Records from a dataset:
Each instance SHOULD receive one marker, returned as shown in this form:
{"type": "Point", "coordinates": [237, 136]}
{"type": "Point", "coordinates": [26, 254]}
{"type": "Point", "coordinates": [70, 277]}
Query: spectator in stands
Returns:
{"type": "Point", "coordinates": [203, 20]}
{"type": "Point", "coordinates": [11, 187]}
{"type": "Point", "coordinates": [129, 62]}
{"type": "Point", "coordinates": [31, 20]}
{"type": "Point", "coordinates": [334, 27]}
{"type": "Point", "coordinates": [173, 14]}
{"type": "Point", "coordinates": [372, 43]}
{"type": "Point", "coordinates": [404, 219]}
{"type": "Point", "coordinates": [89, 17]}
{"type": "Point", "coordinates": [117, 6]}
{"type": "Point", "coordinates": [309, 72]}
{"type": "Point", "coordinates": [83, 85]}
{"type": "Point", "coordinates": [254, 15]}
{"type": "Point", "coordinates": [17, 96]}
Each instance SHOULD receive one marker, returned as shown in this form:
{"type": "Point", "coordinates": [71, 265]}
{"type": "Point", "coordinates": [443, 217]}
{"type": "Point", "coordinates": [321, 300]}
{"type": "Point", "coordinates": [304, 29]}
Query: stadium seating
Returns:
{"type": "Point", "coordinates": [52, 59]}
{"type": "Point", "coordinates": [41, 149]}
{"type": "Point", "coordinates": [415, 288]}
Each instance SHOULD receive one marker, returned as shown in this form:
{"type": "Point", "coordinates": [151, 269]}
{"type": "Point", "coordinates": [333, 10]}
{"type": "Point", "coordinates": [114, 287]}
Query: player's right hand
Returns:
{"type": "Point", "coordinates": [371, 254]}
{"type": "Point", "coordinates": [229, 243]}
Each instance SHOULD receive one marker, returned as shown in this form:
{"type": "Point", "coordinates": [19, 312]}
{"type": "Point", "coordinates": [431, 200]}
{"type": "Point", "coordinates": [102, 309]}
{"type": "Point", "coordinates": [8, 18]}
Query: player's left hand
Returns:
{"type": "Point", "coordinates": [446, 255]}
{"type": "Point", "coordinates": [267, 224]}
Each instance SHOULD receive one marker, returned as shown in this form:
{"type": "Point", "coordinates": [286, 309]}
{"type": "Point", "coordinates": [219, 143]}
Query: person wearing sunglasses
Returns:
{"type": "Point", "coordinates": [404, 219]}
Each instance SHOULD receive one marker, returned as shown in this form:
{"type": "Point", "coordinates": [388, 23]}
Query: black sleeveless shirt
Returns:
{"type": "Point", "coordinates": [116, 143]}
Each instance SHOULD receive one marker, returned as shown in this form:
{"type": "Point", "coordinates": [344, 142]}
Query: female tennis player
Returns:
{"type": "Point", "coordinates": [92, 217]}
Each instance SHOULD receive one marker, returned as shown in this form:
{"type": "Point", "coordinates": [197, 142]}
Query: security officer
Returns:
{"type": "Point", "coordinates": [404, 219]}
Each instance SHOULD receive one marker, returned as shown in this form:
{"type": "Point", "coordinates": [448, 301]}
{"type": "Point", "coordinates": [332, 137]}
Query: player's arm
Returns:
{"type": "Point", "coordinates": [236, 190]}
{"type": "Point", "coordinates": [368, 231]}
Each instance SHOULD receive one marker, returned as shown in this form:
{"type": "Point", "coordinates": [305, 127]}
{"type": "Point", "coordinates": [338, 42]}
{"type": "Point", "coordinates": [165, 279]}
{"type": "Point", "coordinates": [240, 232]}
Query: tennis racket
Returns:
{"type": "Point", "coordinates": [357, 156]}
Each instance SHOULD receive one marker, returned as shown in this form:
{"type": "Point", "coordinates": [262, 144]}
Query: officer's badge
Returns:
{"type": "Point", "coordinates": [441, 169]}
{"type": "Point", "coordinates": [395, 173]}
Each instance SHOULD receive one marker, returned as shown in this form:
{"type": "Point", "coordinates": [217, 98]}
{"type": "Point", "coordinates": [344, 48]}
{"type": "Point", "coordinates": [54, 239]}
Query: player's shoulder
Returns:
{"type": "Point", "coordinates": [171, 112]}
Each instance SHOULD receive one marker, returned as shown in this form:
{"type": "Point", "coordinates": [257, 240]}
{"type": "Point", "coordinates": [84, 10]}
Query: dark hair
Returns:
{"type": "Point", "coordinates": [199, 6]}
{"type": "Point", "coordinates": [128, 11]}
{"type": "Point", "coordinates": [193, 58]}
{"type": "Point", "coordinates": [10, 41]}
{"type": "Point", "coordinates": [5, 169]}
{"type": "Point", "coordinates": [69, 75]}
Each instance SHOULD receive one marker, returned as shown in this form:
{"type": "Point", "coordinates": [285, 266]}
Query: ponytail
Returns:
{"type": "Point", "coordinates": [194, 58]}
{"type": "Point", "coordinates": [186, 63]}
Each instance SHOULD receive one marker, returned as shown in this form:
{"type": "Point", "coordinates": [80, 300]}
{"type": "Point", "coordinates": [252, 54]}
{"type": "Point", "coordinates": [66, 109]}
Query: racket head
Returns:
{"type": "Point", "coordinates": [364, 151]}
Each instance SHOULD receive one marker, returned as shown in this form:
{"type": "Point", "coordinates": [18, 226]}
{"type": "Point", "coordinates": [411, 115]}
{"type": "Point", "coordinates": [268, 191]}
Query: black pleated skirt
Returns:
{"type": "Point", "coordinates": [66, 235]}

## Exercise objective
All of the data is to be transcribed exactly as written.

## Worked solution
Each instance SHOULD receive one marker, returned as shown in this form:
{"type": "Point", "coordinates": [237, 136]}
{"type": "Point", "coordinates": [26, 254]}
{"type": "Point", "coordinates": [70, 277]}
Query: spectator in stands
Returns:
{"type": "Point", "coordinates": [203, 20]}
{"type": "Point", "coordinates": [11, 187]}
{"type": "Point", "coordinates": [129, 62]}
{"type": "Point", "coordinates": [31, 20]}
{"type": "Point", "coordinates": [334, 27]}
{"type": "Point", "coordinates": [173, 14]}
{"type": "Point", "coordinates": [372, 43]}
{"type": "Point", "coordinates": [404, 219]}
{"type": "Point", "coordinates": [89, 17]}
{"type": "Point", "coordinates": [117, 6]}
{"type": "Point", "coordinates": [309, 72]}
{"type": "Point", "coordinates": [83, 85]}
{"type": "Point", "coordinates": [254, 15]}
{"type": "Point", "coordinates": [17, 96]}
Each instance SHOULD receive one marker, returned as shown in this form:
{"type": "Point", "coordinates": [71, 265]}
{"type": "Point", "coordinates": [443, 217]}
{"type": "Point", "coordinates": [321, 300]}
{"type": "Point", "coordinates": [304, 29]}
Query: stadium seating
Returns:
{"type": "Point", "coordinates": [52, 59]}
{"type": "Point", "coordinates": [41, 149]}
{"type": "Point", "coordinates": [415, 288]}
Each instance SHOULD receive one marker, returned as shown in this form:
{"type": "Point", "coordinates": [151, 269]}
{"type": "Point", "coordinates": [333, 10]}
{"type": "Point", "coordinates": [114, 287]}
Query: player's right hand
Returns:
{"type": "Point", "coordinates": [371, 254]}
{"type": "Point", "coordinates": [229, 243]}
Each instance SHOULD receive one marker, returned as shown in this form:
{"type": "Point", "coordinates": [19, 312]}
{"type": "Point", "coordinates": [431, 200]}
{"type": "Point", "coordinates": [102, 309]}
{"type": "Point", "coordinates": [8, 18]}
Query: player's left hand
Returns:
{"type": "Point", "coordinates": [446, 255]}
{"type": "Point", "coordinates": [267, 224]}
Each instance SHOULD receive one marker, returned as shown in this form:
{"type": "Point", "coordinates": [286, 309]}
{"type": "Point", "coordinates": [219, 143]}
Query: person wearing sunglasses
Returns:
{"type": "Point", "coordinates": [404, 219]}
Each instance SHOULD receive one marker, returned as shown in this form:
{"type": "Point", "coordinates": [388, 23]}
Query: black sleeveless shirt
Returns:
{"type": "Point", "coordinates": [116, 143]}
Each instance SHOULD receive one marker, returned as shown in this form:
{"type": "Point", "coordinates": [344, 142]}
Query: female tennis player
Returns:
{"type": "Point", "coordinates": [92, 217]}
Each instance SHOULD receive one marker, returned as shown in this form:
{"type": "Point", "coordinates": [197, 142]}
Query: security officer
Returns:
{"type": "Point", "coordinates": [404, 219]}
Each instance SHOULD receive one marker, returned as shown in this form:
{"type": "Point", "coordinates": [448, 301]}
{"type": "Point", "coordinates": [332, 137]}
Query: player's arm
Returns:
{"type": "Point", "coordinates": [236, 190]}
{"type": "Point", "coordinates": [368, 231]}
Each instance SHOULD receive one marker, returned as shown in this form:
{"type": "Point", "coordinates": [305, 127]}
{"type": "Point", "coordinates": [338, 42]}
{"type": "Point", "coordinates": [165, 279]}
{"type": "Point", "coordinates": [240, 232]}
Query: tennis racket
Returns:
{"type": "Point", "coordinates": [357, 156]}
Each instance SHOULD receive one marker, returned as shown in this form:
{"type": "Point", "coordinates": [262, 144]}
Query: officer's badge
Returns:
{"type": "Point", "coordinates": [441, 169]}
{"type": "Point", "coordinates": [395, 173]}
Each instance SHOULD receive one marker, returned as shown in this form:
{"type": "Point", "coordinates": [217, 98]}
{"type": "Point", "coordinates": [344, 48]}
{"type": "Point", "coordinates": [54, 239]}
Query: player's shoulder
Returns:
{"type": "Point", "coordinates": [171, 112]}
Each instance SHOULD receive one marker, returned as shown in this form:
{"type": "Point", "coordinates": [257, 240]}
{"type": "Point", "coordinates": [84, 10]}
Query: dark hair
Returns:
{"type": "Point", "coordinates": [199, 6]}
{"type": "Point", "coordinates": [128, 11]}
{"type": "Point", "coordinates": [193, 58]}
{"type": "Point", "coordinates": [10, 41]}
{"type": "Point", "coordinates": [5, 169]}
{"type": "Point", "coordinates": [69, 75]}
Each instance SHOULD receive one marker, returned as shown in this form:
{"type": "Point", "coordinates": [285, 266]}
Query: ponytail
Returns:
{"type": "Point", "coordinates": [194, 58]}
{"type": "Point", "coordinates": [186, 63]}
Each instance SHOULD receive one marker, returned as shown in this form:
{"type": "Point", "coordinates": [80, 300]}
{"type": "Point", "coordinates": [252, 54]}
{"type": "Point", "coordinates": [66, 109]}
Query: racket head
Returns:
{"type": "Point", "coordinates": [364, 151]}
Each instance SHOULD receive one marker, returned as shown in this form:
{"type": "Point", "coordinates": [18, 226]}
{"type": "Point", "coordinates": [411, 115]}
{"type": "Point", "coordinates": [268, 191]}
Query: black pleated skirt
Returns:
{"type": "Point", "coordinates": [66, 235]}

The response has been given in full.